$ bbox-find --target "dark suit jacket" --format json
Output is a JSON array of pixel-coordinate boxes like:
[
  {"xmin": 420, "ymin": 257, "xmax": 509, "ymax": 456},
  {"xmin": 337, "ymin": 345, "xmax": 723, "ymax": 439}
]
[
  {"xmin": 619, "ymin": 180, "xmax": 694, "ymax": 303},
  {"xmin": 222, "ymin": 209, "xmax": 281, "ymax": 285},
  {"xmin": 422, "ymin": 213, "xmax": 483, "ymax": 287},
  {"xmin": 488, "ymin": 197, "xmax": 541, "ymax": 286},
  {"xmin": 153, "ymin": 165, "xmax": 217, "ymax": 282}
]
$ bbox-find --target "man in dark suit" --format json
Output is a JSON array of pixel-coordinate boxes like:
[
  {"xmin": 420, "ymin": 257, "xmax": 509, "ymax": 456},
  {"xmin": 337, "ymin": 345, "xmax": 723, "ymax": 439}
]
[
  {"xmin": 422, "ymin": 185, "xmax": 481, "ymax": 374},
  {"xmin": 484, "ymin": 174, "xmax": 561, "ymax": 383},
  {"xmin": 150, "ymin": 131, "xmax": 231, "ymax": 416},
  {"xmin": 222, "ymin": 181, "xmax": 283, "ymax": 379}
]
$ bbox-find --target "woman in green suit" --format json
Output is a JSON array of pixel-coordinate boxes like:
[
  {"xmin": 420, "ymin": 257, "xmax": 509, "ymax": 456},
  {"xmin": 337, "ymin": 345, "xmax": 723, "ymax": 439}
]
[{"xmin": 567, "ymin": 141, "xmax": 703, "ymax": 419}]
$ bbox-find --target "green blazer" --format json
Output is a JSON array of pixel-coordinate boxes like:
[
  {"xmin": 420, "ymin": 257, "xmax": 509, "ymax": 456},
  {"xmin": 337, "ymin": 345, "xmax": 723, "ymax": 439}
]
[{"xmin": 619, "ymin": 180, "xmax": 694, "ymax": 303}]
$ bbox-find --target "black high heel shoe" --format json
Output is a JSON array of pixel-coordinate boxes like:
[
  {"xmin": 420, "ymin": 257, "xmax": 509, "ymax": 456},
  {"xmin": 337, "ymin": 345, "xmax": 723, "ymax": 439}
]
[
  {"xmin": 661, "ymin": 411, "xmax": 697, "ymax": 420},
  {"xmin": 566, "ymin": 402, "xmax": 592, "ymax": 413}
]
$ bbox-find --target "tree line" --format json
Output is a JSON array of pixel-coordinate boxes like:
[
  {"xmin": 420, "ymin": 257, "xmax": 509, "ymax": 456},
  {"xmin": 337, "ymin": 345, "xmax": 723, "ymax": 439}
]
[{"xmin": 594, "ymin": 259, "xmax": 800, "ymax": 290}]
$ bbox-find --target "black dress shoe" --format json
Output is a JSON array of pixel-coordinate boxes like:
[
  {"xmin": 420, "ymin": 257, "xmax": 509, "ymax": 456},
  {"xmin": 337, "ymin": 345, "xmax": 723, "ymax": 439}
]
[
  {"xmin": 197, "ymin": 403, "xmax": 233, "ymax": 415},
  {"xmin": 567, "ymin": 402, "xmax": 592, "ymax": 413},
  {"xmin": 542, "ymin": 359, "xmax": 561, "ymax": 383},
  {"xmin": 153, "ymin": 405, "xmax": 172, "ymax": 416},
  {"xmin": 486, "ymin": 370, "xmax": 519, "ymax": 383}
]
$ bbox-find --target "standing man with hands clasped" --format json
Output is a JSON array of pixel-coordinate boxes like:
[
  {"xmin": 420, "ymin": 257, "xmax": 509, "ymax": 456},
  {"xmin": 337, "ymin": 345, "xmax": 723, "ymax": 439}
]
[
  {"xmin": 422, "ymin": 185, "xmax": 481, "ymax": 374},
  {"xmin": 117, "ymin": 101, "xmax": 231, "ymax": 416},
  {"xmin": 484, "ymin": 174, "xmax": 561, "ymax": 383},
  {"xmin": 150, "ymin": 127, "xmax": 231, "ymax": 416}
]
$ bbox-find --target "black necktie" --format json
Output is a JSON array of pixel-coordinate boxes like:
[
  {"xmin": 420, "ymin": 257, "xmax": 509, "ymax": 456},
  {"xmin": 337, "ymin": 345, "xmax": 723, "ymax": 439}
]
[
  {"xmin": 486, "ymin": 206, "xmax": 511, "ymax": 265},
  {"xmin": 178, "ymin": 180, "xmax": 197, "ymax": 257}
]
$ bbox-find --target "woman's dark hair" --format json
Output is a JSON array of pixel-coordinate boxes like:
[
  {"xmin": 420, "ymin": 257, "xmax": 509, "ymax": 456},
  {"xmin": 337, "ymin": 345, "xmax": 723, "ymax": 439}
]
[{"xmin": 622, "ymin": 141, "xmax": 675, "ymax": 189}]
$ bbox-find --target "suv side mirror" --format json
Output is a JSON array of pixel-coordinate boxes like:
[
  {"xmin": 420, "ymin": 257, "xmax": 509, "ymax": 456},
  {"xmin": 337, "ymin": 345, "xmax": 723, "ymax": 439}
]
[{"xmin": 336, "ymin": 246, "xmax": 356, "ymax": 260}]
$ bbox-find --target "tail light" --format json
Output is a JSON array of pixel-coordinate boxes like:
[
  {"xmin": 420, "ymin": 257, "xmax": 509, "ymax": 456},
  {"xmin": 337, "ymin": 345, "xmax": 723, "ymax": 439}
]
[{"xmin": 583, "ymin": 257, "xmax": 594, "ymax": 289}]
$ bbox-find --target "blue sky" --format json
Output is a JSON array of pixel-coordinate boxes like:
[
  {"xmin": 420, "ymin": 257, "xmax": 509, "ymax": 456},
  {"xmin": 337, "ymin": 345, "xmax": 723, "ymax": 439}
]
★ ★ ★ ★ ★
• [GIVEN INSTRUCTION] Return each line of the listing above that contains the word "shoe", treating uppercase and lowercase letters as different.

• [RESPONSE]
$ bbox-find --target "black high heel shoe" --format json
$ bbox-find --target "black dress shoe" --format json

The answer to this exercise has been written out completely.